§ **PAGE**
Nobody cared that we were cheaper

When we started out, we looked at the competiton‘s prices and we figured we could do much better. They were charging absurdly high prices, we thought. The input costs involved are not that high; we could charge a lot less! Surely everyone will flock to our service in droves if we are much cheaper than the competition.

Turns out that nobody much cares about getting a slightly cheaper database. Commercial database users are highly price insensitive. I suppose this is because it’s usually their employer’s money they’re spending, not their own. They care much more about reliability and support than getting a lower price. (Indeed, a price that’s too low signals poor quality to some.)

Our prices were too low, and our margins were low as a result. I reviewed our competitors’ prices and estimated their gross margins: our margins were less than half of theirs. This gave them a differential advantage in terms of spending on their service, and at no gain to us, since nobody much cared about our lower prices.

The solution: raise our margins to be approximately in line with the market. Roll the increased revenue back into the company.

Customer acquisition is irrationally expensive

Most of our competitors are either huge corporations (IBM, Amazon, Google) or VC funded. Both groups can afford to flush money down the toilet on customer acquisition and run at a loss for years on end. They’re losing money every month, every quarter, every year, trying to buy market share, in the hopes that they can outlast the competition and be the only remaining monopolist database as a service provider.

We’re bootstrapped, so we can’t afford to play that game. We can’t afford to lay out many years’ worth of customer revenue for a single acquisition. What we can do is grow slowly, without losing money every month, and outlast them. Nonetheless, more (sustainable) money for the acquisition funnel means more revenue, and we are still competing with them in every single channel.

Sure, most of them will burn out in a few years and die or be acquihired, but the market can stay irrational longer than you can stay solvent. For now, they all think they can lock up the market and become the next Oracle before that happens by acquiring customers at a loss. As a result, they’ve bid up all the relevant marketing channels — advertising and everything else — to absurd and unsustainable prices for the foreseeable future.

Thus, we needed to raise our prices, to differentially increase our ability to compete in marketing.

Since nobody seemed to care much about paying a little more anyway, this was an easy decision. Raising prices makes sense as a way to kick off a virtuous customer acquisition feedback loop.

Providing quality support costs a lot of money

We strive to provide the very best support of any cloud software provider out there. I think our customers would agree that there is nowhere you will find better support than at Database Labs. Support is one of the few things a small company can do better than a large one.

Having run a few largish production applications in the big clouds ourselves, and having been through the inevitable downtime episodes, we were thoroughly unimpressed with the average level of support we got from the big cloud vendors. Emails are forgotten or ignored, critical tickets get an indifferent one or two sentence response days later. You’re bounced to a new support agent every day, someone who has no clue what your problem is. They either get it wrong or you have to start over from zero explaining it to them. Forget ever asking for anything custom or special.

§ **THE INPUT**
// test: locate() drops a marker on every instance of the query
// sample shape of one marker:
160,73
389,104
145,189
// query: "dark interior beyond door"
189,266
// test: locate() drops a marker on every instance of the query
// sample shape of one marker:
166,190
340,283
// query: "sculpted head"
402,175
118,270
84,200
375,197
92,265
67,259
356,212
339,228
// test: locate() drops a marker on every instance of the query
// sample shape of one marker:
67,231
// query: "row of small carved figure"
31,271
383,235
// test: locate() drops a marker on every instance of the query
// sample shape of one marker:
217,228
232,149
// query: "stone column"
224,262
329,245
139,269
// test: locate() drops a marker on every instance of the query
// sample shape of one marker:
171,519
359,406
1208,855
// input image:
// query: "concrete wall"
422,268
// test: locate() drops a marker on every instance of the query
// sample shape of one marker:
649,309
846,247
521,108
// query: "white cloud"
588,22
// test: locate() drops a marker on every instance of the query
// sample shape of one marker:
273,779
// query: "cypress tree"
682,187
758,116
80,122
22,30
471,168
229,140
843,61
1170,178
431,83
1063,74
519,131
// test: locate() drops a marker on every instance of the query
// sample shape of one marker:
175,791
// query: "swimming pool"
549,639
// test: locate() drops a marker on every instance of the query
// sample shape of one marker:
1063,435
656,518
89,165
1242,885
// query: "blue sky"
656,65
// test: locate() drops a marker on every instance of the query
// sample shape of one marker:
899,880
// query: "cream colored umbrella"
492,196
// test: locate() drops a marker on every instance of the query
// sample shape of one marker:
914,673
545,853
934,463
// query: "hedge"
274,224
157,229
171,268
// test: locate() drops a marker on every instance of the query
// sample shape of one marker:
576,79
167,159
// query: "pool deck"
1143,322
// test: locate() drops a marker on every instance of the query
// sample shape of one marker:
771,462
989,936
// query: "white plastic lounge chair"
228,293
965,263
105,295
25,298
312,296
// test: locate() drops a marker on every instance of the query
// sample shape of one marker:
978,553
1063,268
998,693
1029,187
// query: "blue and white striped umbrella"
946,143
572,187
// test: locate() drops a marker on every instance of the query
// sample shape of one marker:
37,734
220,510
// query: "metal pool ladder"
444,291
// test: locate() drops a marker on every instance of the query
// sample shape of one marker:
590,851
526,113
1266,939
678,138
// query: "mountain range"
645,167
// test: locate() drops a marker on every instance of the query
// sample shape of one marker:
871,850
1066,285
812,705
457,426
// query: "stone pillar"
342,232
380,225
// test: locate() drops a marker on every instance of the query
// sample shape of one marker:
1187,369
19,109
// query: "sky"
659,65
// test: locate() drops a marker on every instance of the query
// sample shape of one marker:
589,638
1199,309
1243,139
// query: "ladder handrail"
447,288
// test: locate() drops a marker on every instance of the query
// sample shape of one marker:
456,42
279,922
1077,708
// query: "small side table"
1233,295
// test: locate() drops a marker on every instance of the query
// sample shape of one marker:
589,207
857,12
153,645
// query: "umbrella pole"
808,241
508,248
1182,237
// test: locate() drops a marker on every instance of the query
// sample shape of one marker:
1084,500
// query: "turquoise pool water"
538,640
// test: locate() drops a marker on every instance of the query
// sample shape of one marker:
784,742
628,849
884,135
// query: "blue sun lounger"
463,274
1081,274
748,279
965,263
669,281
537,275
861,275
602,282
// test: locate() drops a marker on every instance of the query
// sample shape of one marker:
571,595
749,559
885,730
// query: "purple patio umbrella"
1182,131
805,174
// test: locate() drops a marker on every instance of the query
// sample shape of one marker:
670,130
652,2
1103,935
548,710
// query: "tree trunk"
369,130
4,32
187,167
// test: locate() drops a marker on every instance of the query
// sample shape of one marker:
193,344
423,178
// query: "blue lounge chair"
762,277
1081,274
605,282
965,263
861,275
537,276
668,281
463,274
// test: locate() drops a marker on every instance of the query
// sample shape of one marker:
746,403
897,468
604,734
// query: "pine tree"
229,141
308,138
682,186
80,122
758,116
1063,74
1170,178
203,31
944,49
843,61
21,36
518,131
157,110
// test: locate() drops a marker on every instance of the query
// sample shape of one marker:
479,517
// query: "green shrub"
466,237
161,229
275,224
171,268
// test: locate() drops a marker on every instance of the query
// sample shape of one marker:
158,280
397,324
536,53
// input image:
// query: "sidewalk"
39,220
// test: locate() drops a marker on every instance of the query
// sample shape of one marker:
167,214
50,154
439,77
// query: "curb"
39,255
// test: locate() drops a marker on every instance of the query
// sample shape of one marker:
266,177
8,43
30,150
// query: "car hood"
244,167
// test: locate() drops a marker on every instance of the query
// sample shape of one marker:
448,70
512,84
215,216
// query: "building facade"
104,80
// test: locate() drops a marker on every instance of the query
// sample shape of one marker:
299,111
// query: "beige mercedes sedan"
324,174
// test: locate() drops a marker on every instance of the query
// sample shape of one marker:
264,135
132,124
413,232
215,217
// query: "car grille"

§ **STATED PROBLEM 1**
Can you repeat the database pricing text word for word, starting at "Providing quality support" and stopping after "custom or special."?
§ **STATED PROBLEM 2**
Which lines of the records contain the string "umbrella"? Copy each such line, and count only matches with the same case.

§ **TASK OUTPUT 1**
Providing quality support costs a lot of money

We strive to provide the very best support of any cloud software provider out there. I think our customers would agree that there is nowhere you will find better support than at Database Labs. Support is one of the few things a small company can do better than a large one.

Having run a few largish production applications in the big clouds ourselves, and having been through the inevitable downtime episodes, we were thoroughly unimpressed with the average level of support we got from the big cloud vendors. Emails are forgotten or ignored, critical tickets get an indifferent one or two sentence response days later. You’re bounced to a new support agent every day, someone who has no clue what your problem is. They either get it wrong or you have to start over from zero explaining it to them. Forget ever asking for anything custom or special.

§ **TASK OUTPUT 2**
// query: "cream colored umbrella"
// query: "blue and white striped umbrella"
// query: "umbrella pole"
// query: "purple patio umbrella"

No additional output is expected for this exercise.